→ Directions for this task
Write out every line of the records below exactly as it appears, but leave out the pictures.

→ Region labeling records
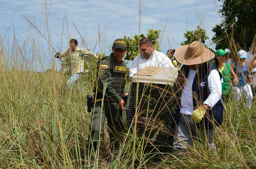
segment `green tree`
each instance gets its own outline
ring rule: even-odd
[[[196,29],[194,31],[187,31],[184,33],[184,37],[186,39],[186,40],[180,43],[182,45],[189,45],[195,40],[199,40],[204,44],[205,40],[209,39],[206,34],[205,30],[199,26],[197,26]]]
[[[244,49],[250,47],[256,33],[256,0],[218,0],[223,20],[213,28],[216,49],[228,48],[232,38]]]
[[[156,49],[158,51],[159,50],[159,41],[160,33],[159,30],[154,30],[148,29],[146,34],[147,37],[150,39],[153,42],[153,45]],[[145,37],[143,34],[140,35],[140,39]],[[133,36],[133,39],[130,37],[125,36],[124,39],[127,42],[127,49],[126,56],[124,59],[128,60],[132,60],[139,54],[139,36],[135,34]]]

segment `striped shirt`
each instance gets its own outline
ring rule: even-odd
[[[84,55],[93,56],[95,58],[96,55],[83,48],[77,47],[74,51],[69,48],[60,54],[63,56],[68,56],[70,63],[70,71],[71,74],[84,72]]]

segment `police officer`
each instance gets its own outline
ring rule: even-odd
[[[112,51],[110,56],[103,58],[98,64],[97,80],[93,89],[94,102],[92,105],[90,123],[89,139],[92,141],[89,143],[90,146],[92,145],[94,150],[99,143],[100,133],[100,136],[103,134],[106,118],[108,127],[111,130],[109,133],[110,138],[114,137],[112,133],[117,135],[122,132],[124,127],[121,118],[125,103],[122,97],[128,95],[124,90],[127,69],[122,60],[127,51],[126,41],[121,39],[116,40]],[[105,92],[104,89],[106,89]],[[101,107],[102,101],[103,107]]]

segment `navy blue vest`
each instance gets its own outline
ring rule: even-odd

→ Output of the task
segment `green tree`
each instance gets its own outline
ring rule: even-odd
[[[196,29],[194,31],[187,31],[184,33],[184,37],[186,39],[186,40],[180,43],[182,45],[189,45],[195,40],[199,40],[204,44],[205,40],[209,39],[206,34],[205,30],[199,26],[197,26]]]
[[[244,49],[250,47],[256,33],[256,0],[218,0],[223,20],[213,28],[216,49],[228,48],[232,38]]]
[[[156,49],[158,51],[159,50],[159,41],[160,33],[159,30],[154,30],[148,29],[146,34],[147,37],[150,39],[153,42],[153,45]],[[145,37],[143,34],[140,35],[140,39]],[[133,36],[133,39],[130,37],[125,36],[124,39],[127,42],[127,49],[126,56],[124,59],[128,60],[132,60],[139,54],[139,36],[135,34]]]

segment `striped shirt`
each instance gets its own outline
ring rule: even-odd
[[[84,55],[93,56],[95,58],[96,55],[83,48],[77,47],[74,51],[69,48],[60,54],[63,56],[68,56],[70,63],[70,71],[71,74],[84,72]]]

segment `police officer`
each instance gets its own outline
ring rule: even-odd
[[[112,51],[110,56],[103,58],[98,64],[97,80],[93,89],[94,102],[92,105],[90,123],[89,139],[92,141],[89,143],[90,146],[92,145],[94,150],[99,143],[100,133],[100,136],[103,134],[106,118],[108,127],[111,130],[109,133],[110,138],[114,137],[112,133],[117,135],[122,132],[124,127],[121,118],[125,103],[122,97],[128,95],[124,90],[127,69],[122,60],[127,51],[126,41],[121,39],[116,40]],[[105,92],[104,89],[106,89]],[[101,107],[102,101],[103,107]]]

segment `navy blue vest`
each instance gets its own outline
ring rule: even-odd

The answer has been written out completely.